▶ Exercise directions:
Output exactly the lines from the one holding "box: [135, 136, 249, 223]" through the final line of the entries.

▶ Records for this exercise:
◇ ◇ ◇ ◇ ◇ ◇ ◇

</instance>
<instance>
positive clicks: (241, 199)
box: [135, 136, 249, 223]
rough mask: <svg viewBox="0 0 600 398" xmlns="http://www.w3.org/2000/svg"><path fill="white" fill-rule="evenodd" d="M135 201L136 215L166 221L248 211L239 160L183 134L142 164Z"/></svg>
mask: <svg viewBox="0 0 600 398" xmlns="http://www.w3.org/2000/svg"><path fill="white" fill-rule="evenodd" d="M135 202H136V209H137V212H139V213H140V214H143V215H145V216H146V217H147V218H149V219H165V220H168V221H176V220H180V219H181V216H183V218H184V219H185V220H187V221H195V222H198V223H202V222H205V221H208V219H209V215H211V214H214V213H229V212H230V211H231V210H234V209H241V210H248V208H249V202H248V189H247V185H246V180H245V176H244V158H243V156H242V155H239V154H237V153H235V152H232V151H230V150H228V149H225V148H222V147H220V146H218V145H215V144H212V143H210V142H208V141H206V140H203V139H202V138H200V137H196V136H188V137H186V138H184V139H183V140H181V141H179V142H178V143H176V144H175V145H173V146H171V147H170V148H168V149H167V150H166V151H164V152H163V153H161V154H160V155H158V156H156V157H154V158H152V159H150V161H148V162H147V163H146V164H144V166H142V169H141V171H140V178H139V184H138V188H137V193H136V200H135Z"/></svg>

◇ ◇ ◇ ◇ ◇ ◇ ◇

▶ Answer to the problem:
box: [135, 136, 249, 223]
rough mask: <svg viewBox="0 0 600 398" xmlns="http://www.w3.org/2000/svg"><path fill="white" fill-rule="evenodd" d="M135 201L136 215L166 221L248 211L239 160L183 134L142 164Z"/></svg>
mask: <svg viewBox="0 0 600 398" xmlns="http://www.w3.org/2000/svg"><path fill="white" fill-rule="evenodd" d="M135 202H136V209H137V212H139V213H140V214H143V215H145V216H146V217H147V218H149V219H165V220H168V221H176V220H180V219H181V216H183V218H184V219H185V220H187V221H195V222H198V223H202V222H205V221H208V219H209V215H211V214H214V213H229V212H230V211H231V210H234V209H241V210H248V208H249V202H248V189H247V185H246V180H245V176H244V158H243V156H242V155H239V154H237V153H235V152H232V151H230V150H228V149H225V148H222V147H220V146H218V145H215V144H212V143H210V142H208V141H206V140H203V139H202V138H200V137H196V136H188V137H186V138H184V139H183V140H181V141H179V142H178V143H176V144H175V145H173V146H171V147H170V148H168V149H167V150H166V151H164V152H163V153H161V154H160V155H158V156H156V157H154V158H152V159H150V161H148V162H147V163H146V164H144V166H142V169H141V171H140V178H139V184H138V188H137V193H136V200H135Z"/></svg>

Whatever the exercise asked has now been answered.